» Work required
State the number of lines in the material below that contain the word "instances", without any other text.

» Records for this task
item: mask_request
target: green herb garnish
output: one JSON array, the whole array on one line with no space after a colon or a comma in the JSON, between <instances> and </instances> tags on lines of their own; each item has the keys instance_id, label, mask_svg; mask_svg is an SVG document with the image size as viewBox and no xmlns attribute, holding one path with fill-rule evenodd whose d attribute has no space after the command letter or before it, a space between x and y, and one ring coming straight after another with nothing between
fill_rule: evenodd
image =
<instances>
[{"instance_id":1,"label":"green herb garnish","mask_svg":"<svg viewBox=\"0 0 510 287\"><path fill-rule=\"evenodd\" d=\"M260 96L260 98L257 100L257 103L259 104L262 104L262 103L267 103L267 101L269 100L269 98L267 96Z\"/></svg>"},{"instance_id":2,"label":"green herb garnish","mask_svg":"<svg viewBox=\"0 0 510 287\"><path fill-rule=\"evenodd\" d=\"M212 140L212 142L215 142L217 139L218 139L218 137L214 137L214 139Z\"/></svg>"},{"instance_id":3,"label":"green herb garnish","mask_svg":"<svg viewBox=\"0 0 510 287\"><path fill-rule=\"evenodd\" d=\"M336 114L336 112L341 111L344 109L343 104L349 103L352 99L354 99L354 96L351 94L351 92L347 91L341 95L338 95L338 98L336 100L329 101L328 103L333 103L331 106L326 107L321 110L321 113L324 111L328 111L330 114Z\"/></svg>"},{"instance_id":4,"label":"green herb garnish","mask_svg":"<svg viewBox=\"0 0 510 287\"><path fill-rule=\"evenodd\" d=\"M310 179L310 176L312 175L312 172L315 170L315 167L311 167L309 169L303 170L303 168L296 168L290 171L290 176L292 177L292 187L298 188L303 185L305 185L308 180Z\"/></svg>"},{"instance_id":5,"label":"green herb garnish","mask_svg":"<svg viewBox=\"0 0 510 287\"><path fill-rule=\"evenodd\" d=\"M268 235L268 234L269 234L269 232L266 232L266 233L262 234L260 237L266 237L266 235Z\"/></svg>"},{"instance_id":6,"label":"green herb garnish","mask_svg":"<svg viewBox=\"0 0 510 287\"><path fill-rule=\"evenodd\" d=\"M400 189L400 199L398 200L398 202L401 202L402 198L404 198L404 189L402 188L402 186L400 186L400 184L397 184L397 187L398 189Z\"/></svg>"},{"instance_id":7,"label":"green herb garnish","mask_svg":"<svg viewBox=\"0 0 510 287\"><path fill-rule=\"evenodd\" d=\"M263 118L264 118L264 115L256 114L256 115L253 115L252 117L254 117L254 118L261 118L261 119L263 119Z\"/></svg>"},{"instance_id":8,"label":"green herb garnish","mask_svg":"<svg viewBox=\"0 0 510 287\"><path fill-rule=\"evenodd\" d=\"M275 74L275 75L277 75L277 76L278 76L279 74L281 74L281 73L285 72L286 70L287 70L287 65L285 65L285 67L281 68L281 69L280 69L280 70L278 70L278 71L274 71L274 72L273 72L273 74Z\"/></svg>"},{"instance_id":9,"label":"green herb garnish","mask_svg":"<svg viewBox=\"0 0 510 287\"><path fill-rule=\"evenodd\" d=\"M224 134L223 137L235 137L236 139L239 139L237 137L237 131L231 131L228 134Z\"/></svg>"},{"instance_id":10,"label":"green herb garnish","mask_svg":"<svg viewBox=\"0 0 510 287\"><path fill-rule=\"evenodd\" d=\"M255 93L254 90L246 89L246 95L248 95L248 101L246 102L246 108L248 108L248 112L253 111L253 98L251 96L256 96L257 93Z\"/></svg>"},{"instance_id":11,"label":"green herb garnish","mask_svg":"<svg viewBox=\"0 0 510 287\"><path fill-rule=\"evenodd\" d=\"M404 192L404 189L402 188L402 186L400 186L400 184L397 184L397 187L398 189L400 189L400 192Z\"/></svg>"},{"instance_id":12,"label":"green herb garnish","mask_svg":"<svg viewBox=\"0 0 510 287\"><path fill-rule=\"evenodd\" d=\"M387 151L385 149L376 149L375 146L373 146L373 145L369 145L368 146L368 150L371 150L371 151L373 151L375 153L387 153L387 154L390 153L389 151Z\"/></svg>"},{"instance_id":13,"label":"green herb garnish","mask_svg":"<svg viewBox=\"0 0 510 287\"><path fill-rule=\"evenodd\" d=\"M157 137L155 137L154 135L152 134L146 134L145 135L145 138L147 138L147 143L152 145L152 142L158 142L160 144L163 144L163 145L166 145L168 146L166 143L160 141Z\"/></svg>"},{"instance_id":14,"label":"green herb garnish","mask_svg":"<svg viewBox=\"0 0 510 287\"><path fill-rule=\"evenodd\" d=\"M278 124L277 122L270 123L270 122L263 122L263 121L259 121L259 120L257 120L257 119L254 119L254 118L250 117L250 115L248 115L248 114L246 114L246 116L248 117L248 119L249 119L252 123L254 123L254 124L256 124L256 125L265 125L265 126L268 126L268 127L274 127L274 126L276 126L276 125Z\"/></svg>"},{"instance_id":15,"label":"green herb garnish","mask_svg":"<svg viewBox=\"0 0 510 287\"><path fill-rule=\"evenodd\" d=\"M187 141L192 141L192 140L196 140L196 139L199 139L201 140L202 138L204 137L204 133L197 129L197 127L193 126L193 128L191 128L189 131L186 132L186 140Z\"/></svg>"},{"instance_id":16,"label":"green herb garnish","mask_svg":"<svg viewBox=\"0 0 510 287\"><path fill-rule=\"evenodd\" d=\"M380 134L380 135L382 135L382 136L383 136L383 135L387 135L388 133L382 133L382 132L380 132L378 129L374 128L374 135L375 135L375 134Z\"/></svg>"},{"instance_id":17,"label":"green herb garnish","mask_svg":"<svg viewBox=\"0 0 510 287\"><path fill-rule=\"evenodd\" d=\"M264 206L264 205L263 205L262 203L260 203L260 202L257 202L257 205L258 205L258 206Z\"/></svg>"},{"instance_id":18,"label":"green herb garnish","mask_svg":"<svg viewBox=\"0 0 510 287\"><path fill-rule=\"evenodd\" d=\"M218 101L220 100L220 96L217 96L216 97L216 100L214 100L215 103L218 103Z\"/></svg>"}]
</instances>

» Expected output
3